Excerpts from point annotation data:
○ ○ ○ ○ ○ ○ ○
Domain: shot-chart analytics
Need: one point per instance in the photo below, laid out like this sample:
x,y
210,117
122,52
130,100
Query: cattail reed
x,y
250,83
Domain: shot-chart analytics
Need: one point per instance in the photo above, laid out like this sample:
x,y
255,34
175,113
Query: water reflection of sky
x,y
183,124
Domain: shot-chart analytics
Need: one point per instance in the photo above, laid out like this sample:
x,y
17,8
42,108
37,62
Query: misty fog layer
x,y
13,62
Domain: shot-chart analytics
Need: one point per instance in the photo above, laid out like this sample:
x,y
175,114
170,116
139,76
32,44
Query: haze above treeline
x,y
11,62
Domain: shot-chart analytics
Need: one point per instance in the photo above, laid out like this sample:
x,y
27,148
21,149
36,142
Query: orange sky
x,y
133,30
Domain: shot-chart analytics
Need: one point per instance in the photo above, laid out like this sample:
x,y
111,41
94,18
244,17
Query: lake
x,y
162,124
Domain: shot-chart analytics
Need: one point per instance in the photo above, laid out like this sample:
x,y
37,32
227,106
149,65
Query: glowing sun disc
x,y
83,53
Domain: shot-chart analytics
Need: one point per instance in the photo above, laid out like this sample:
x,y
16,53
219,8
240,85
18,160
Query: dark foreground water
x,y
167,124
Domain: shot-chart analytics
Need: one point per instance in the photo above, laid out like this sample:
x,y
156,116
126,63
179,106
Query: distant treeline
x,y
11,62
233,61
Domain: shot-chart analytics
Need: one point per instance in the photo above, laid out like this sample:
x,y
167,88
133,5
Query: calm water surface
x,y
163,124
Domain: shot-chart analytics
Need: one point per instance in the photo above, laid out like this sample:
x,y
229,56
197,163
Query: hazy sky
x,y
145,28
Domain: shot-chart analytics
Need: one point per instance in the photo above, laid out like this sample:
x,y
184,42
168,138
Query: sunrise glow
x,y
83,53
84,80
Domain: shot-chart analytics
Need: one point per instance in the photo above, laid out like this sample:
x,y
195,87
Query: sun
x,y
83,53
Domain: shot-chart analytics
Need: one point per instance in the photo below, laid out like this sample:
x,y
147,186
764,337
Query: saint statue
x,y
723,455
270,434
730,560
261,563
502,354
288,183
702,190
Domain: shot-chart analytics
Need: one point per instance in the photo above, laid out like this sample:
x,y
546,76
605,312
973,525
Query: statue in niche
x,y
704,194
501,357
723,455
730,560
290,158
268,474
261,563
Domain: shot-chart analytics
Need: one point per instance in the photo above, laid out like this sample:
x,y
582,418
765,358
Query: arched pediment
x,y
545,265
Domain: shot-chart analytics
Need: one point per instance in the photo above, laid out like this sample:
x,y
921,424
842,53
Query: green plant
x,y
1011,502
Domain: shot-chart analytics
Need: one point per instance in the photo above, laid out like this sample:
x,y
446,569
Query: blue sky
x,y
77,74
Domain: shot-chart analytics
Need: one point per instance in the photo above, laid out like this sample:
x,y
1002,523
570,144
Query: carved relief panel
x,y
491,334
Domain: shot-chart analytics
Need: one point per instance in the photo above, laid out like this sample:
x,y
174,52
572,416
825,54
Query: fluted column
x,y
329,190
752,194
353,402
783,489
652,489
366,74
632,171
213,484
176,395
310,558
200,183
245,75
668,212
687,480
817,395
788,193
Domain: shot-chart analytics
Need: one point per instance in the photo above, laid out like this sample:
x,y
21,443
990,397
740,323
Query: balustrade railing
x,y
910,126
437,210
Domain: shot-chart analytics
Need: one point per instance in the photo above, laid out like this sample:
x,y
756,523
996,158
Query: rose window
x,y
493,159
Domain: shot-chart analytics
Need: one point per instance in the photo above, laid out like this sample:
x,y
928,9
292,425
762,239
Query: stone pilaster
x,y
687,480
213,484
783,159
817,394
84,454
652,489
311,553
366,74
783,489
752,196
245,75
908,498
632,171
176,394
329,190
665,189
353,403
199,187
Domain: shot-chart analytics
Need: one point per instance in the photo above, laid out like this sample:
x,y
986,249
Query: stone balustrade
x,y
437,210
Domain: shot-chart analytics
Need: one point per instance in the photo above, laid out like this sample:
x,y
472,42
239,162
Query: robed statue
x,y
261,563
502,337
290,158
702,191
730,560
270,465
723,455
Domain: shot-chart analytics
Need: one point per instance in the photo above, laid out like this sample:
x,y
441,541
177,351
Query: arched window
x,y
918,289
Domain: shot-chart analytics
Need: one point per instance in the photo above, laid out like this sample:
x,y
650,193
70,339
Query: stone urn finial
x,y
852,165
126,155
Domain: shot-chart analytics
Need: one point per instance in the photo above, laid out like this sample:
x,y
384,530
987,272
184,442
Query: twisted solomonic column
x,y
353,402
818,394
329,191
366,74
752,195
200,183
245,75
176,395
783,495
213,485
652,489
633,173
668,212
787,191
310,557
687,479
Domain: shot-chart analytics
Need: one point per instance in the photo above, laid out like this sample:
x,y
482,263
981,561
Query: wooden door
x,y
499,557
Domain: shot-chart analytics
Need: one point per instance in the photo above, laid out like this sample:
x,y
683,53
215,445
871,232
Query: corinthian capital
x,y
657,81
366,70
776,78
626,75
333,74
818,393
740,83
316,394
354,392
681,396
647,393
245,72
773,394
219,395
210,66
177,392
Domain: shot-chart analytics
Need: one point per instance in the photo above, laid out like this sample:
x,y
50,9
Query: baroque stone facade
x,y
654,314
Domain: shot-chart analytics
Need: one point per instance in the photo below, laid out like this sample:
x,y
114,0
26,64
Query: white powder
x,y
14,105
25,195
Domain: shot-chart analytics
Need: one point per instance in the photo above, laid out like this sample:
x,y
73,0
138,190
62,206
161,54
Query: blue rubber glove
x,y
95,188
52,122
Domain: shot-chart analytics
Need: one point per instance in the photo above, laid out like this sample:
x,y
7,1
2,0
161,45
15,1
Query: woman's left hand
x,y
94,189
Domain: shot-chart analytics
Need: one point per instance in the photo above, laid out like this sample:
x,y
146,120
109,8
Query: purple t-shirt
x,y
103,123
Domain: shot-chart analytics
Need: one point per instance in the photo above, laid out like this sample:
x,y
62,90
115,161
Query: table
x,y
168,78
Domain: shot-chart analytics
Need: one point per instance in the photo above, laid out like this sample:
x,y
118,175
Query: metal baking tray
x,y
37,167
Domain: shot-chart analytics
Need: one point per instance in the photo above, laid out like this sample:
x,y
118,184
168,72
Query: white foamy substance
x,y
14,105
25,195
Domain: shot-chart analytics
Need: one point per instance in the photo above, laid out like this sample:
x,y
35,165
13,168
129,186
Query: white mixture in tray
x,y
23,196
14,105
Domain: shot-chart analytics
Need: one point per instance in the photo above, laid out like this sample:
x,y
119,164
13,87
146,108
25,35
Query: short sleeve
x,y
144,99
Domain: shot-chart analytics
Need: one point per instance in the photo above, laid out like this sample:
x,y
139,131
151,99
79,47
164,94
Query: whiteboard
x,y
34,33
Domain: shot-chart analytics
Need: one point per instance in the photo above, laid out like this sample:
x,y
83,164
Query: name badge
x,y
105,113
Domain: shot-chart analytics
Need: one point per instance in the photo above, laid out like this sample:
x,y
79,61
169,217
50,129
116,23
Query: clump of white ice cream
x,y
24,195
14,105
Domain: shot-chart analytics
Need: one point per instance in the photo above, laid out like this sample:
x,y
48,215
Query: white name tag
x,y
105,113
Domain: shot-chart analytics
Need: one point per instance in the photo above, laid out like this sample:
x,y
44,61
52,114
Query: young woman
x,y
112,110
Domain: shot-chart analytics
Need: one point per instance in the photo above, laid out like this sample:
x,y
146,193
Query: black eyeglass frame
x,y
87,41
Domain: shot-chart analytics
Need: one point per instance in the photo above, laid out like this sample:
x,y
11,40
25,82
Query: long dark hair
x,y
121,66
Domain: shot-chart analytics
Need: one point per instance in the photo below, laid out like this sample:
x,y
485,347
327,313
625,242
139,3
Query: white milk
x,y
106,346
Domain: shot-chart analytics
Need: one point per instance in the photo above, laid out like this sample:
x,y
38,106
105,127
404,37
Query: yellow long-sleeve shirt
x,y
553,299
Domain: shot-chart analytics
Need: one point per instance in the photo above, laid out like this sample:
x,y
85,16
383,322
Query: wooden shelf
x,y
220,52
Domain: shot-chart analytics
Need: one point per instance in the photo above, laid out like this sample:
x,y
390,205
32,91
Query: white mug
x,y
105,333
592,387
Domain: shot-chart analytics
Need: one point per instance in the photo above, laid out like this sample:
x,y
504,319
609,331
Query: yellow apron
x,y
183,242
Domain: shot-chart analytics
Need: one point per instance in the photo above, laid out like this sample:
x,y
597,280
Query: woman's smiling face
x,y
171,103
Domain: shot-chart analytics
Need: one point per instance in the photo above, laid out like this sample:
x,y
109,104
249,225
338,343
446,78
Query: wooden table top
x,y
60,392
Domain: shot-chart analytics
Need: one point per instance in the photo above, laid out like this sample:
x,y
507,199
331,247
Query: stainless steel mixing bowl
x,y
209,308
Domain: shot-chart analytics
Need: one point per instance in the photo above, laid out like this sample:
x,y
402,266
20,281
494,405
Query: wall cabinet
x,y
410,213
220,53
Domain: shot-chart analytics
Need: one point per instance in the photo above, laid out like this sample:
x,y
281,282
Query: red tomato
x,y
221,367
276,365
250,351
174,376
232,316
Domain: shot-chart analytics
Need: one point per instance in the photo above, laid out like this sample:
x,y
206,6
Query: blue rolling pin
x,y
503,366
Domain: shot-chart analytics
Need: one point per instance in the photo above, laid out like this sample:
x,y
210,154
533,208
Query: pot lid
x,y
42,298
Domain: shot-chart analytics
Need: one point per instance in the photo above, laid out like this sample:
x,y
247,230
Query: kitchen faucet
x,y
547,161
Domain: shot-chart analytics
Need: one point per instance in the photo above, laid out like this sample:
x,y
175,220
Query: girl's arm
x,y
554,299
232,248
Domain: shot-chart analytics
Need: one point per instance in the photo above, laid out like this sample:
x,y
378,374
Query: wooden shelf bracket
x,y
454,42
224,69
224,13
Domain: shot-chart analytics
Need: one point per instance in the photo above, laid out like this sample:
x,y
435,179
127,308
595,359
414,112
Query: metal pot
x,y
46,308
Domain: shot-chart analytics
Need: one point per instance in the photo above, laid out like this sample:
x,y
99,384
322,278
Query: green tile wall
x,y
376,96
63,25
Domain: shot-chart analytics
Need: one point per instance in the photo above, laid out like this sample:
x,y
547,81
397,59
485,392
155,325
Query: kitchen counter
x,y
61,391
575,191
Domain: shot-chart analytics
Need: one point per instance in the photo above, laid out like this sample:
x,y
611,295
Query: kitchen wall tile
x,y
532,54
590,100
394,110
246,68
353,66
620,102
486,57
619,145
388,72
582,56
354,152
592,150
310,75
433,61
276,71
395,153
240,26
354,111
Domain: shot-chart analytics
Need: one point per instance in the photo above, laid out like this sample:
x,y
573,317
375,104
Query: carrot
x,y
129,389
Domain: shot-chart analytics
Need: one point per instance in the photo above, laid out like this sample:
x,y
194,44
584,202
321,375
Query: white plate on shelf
○ ○ ○ ○ ○ ○ ○
Written task: Tally the lines of the items above that contain the string "woman", matching case exactly, and reply with the number alone.

Result for this task: 3